## Задание 1
Перепишите часть отрывка о Радхакришнане и Бергсоне, начиная со слов "Также не без" и заканчивая словами "об этом мире[275].", заменив "homo sapiens" на "человека разумного".

## Исходный отрывок
__________
Также не без влияния Бергсона сложилось, видимо, и учение Радхакришнана об интуиции, ибо для Бергсона интуиция как форма проявления инстинкта у homo sapiens была главным и даже единственным источником подлинного знания. Очень близки Радхакришнану с его приверженностью адвайта-веданте мысли французского философа о необходимости целостного, нерасчлененного и ничем не опосредованного познания мира, ибо мироздание целостно, а целое и постигать надо именно как целое, как неразделенное и неделимое единство. Интеллект же, способный познавать только расчлененное, искажает истинную картину мира и постигает уже, собственно, не сам мир, а свое представление об этом мире[275].

Впрочем, нельзя сказать, что Радхакришнан прямо заимствовал у Бергсона эти идеи. Они были свойственны индийской философии независимо от какого-либо внешнего влияния, и воззрения Бергсона просто оказались созвучными индийским идеям. Скептическое отношение к рациональному познанию было характерно для многих индийских философов, в том числе и для Шанкары, который полагал рациональное познание ограниченным и пригодным только для видимого мира, сотворенного майей, в отличие от целостного интуитивного восприятия, способного постичь и Высшую Истину[276].
__________
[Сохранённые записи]

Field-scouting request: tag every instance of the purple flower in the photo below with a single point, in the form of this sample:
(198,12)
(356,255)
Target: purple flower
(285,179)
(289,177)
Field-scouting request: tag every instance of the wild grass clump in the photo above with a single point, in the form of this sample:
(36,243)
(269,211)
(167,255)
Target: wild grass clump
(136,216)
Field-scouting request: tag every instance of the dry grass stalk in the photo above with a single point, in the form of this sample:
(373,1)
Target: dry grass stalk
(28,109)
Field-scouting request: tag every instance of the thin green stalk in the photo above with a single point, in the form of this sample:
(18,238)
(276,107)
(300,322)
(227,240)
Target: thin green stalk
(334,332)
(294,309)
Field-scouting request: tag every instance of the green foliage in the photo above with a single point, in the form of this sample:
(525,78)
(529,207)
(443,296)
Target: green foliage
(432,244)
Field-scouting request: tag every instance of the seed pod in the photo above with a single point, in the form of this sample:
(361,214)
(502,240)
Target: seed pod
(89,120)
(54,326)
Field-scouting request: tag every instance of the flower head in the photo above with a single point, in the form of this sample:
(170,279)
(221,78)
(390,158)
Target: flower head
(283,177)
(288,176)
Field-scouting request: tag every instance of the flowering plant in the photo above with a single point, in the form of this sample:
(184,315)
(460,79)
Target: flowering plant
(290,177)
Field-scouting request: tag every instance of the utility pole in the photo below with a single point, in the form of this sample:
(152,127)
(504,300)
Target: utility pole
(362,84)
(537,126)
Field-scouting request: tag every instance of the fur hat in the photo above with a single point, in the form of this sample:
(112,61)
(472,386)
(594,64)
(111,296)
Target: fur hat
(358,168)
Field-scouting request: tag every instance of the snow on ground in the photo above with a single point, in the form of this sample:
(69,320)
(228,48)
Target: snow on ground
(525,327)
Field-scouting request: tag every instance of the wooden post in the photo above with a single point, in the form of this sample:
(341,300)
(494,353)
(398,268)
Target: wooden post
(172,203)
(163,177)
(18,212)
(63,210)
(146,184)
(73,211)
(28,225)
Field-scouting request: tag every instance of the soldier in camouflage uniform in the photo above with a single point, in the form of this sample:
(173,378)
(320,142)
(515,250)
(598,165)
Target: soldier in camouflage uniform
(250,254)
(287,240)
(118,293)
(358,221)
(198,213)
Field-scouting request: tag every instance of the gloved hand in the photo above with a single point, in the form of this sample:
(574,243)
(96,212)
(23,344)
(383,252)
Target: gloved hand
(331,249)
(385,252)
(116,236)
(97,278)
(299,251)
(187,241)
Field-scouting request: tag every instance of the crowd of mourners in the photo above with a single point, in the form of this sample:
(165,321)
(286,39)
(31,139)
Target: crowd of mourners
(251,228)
__________
## Задание 2
Какие строки записей содержат слово "green"? Выберите и перепишите их все.

## Результат 1
Также не без влияния Бергсона сложилось, видимо, и учение Радхакришнана об интуиции, ибо для Бергсона интуиция как форма проявления инстинкта у человека разумного была главным и даже единственным источником подлинного знания. Очень близки Радхакришнану с его приверженностью адвайта-веданте мысли французского философа о необходимости целостного, нерасчлененного и ничем не опосредованного познания мира, ибо мироздание целостно, а целое и постигать надо именно как целое, как неразделенное и неделимое единство. Интеллект же, способный познавать только расчлененное, искажает истинную картину мира и постигает уже, собственно, не сам мир, а свое представление об этом мире[275].

## Результат 2
Field-scouting request: tag every instance of the thin green stalk in the photo above with a single point, in the form of this sample:
Target: thin green stalk
Field-scouting request: tag every instance of the green foliage in the photo above with a single point, in the form of this sample:
Target: green foliage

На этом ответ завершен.